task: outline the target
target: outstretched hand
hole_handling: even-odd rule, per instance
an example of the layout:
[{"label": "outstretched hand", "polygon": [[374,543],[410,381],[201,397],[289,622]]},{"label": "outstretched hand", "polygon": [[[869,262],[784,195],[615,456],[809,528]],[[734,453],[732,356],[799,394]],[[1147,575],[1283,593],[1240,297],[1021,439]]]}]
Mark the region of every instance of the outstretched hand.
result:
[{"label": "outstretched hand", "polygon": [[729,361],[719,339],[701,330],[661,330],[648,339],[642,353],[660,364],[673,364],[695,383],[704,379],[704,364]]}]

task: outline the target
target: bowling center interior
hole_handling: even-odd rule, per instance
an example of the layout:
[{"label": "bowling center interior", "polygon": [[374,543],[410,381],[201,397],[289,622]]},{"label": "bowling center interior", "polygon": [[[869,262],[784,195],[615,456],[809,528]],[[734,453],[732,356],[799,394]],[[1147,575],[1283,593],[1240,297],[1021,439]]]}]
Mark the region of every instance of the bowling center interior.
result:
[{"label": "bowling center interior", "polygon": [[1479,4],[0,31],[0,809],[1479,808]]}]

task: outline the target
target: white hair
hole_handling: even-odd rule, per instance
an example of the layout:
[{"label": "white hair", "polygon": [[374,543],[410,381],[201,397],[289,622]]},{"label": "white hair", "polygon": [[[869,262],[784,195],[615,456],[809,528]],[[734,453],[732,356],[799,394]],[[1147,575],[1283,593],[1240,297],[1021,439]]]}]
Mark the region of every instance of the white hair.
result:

* * * * * * *

Substitute "trace the target" for every occurrence of "outline the target" in the material above, and write the material out again with everything else left unchanged.

### COMPLETE RESPONSE:
task: trace the target
target: outstretched hand
hole_handling: even-odd rule, per instance
an example of the layout:
[{"label": "outstretched hand", "polygon": [[374,543],[410,381],[201,397],[289,622]]},{"label": "outstretched hand", "polygon": [[[869,262],[784,195],[615,456],[809,528]],[[734,453],[732,356],[799,394]],[[1147,575],[1283,593],[1240,297],[1021,439]]]}]
Mark the region of every instance of the outstretched hand.
result:
[{"label": "outstretched hand", "polygon": [[729,361],[719,339],[701,330],[661,330],[648,339],[642,353],[660,364],[673,364],[695,383],[704,379],[704,364]]}]

task: trace the target
target: bowling center interior
hole_handling: even-odd rule, per instance
an example of the layout:
[{"label": "bowling center interior", "polygon": [[374,543],[410,381],[201,397],[289,622]]},{"label": "bowling center interior", "polygon": [[[869,262],[784,195],[615,456],[809,528]],[[734,453],[732,356],[799,394]],[[1147,575],[1283,593],[1240,297],[1021,439]]]}]
Mark the region of every instance of the bowling center interior.
result:
[{"label": "bowling center interior", "polygon": [[1479,4],[0,31],[0,809],[1479,808]]}]

task: trace the target
target: white hair
hole_handling: even-odd rule, per instance
an example of the layout:
[{"label": "white hair", "polygon": [[374,543],[410,381],[201,397],[289,622]]},{"label": "white hair", "polygon": [[[869,262],[784,195],[615,456],[809,528]],[[734,453],[732,356],[799,394]],[[1147,575],[1283,593],[1240,297],[1021,439]]]}]
Mark the region of every instance of the white hair.
result:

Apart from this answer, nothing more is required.